Short exercise:
Transcribe the material exactly. Images do not belong in the copy.

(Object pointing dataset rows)
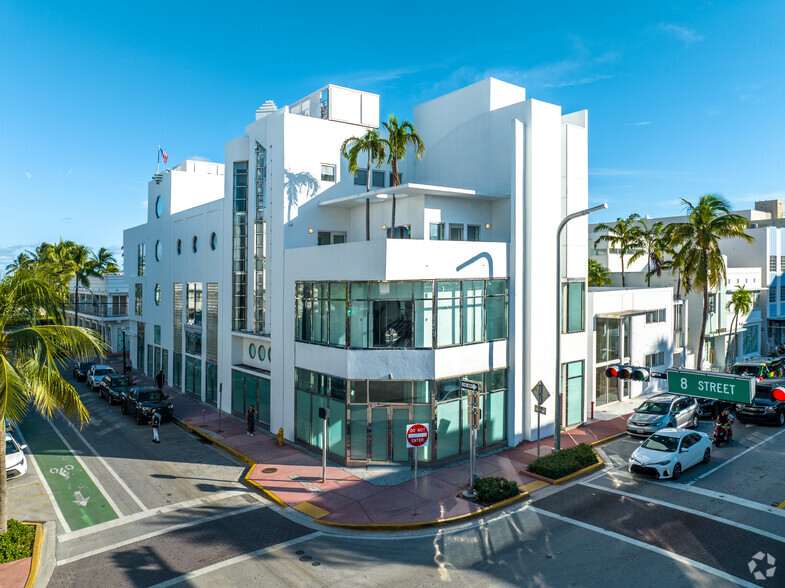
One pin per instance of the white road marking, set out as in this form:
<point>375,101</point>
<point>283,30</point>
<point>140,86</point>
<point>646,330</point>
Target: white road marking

Solution for this task:
One pin per instance of the white road marking, set out as in this form:
<point>375,101</point>
<point>283,30</point>
<point>140,86</point>
<point>646,330</point>
Target: white road marking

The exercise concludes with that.